■ EXERCISE OBJECTIVE ■
Substitute "find" for every "spot" in the data below, keeping everything else unchanged and leaving the pictures out of your answer.

[Records from a dataset]
----

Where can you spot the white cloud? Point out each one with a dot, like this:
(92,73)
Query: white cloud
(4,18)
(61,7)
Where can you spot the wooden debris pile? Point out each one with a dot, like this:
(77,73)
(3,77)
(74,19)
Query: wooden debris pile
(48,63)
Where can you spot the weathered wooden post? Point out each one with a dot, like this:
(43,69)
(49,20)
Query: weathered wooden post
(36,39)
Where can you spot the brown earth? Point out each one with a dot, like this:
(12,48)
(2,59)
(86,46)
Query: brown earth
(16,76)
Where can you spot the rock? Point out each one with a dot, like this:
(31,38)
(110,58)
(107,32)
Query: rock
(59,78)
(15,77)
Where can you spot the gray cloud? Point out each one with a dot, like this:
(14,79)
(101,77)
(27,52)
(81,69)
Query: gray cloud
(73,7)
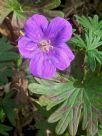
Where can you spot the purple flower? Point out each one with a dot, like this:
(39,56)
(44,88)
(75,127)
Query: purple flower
(44,44)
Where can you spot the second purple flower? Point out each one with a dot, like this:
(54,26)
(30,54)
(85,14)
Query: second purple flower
(44,44)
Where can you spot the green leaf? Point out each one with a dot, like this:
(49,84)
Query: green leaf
(9,105)
(92,24)
(8,6)
(7,58)
(52,4)
(72,102)
(4,129)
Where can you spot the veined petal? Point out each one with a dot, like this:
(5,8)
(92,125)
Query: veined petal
(26,47)
(59,30)
(35,26)
(62,57)
(42,67)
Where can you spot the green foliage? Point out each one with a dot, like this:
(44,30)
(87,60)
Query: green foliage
(41,121)
(8,6)
(7,58)
(8,105)
(46,7)
(92,24)
(90,42)
(100,130)
(71,98)
(4,129)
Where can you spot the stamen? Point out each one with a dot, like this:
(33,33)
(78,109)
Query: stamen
(45,45)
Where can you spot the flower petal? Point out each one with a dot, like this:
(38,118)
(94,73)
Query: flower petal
(26,47)
(42,67)
(62,57)
(35,26)
(59,30)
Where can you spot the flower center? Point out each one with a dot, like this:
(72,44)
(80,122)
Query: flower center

----

■ FINAL ANSWER ■
Where can you find the white cloud? Point out each one with a dot, like this:
(92,73)
Query: white cloud
(4,18)
(61,7)
Where can you find the wooden debris pile? Point out each one with a dot, like this:
(77,73)
(3,77)
(74,19)
Query: wooden debris pile
(48,63)
Where can you find the weathered wooden post? Point out each one with a dot, like this:
(43,69)
(49,20)
Query: weathered wooden post
(36,39)
Where can you find the brown earth? Point out each one with a dot, like this:
(12,48)
(2,59)
(86,46)
Query: brown earth
(16,76)
Where can you find the rock? Point out each one with a dot, like this:
(31,38)
(110,58)
(107,32)
Query: rock
(59,78)
(15,77)
Where can you find the gray cloud? Point out each one with a dot, like this:
(14,79)
(101,77)
(27,52)
(81,69)
Query: gray cloud
(73,7)
Where can you find the purple flower? Point out each one with a dot, like this:
(39,56)
(44,88)
(75,127)
Query: purple flower
(44,44)
Where can you find the second purple flower? Point out each one with a dot, like this:
(54,26)
(30,54)
(85,14)
Query: second purple flower
(44,44)
Where can you find the green leaf? Point out each one with a dot, like this:
(49,84)
Query: green leaf
(9,105)
(92,24)
(8,6)
(7,58)
(52,4)
(72,102)
(4,129)
Where can you find the veined petal? Point out each one with a dot, like this:
(5,8)
(92,125)
Query: veined petal
(26,47)
(59,30)
(35,26)
(62,57)
(42,67)
Where can you find the green foliage? Point out each one with a dot, like this:
(44,30)
(87,60)
Query: green foliage
(41,121)
(8,6)
(7,58)
(8,105)
(46,7)
(92,24)
(90,42)
(100,130)
(71,98)
(4,129)
Where can you find the stamen? Point out each one with a dot, like this:
(33,33)
(78,109)
Query: stamen
(45,45)
Where can you find the flower petal? Point out each one with a dot, like this:
(38,118)
(94,73)
Query: flower petal
(26,47)
(42,67)
(62,57)
(35,26)
(59,30)
Where can you find the flower center? Point out each one with a dot, like this:
(72,44)
(80,122)
Query: flower center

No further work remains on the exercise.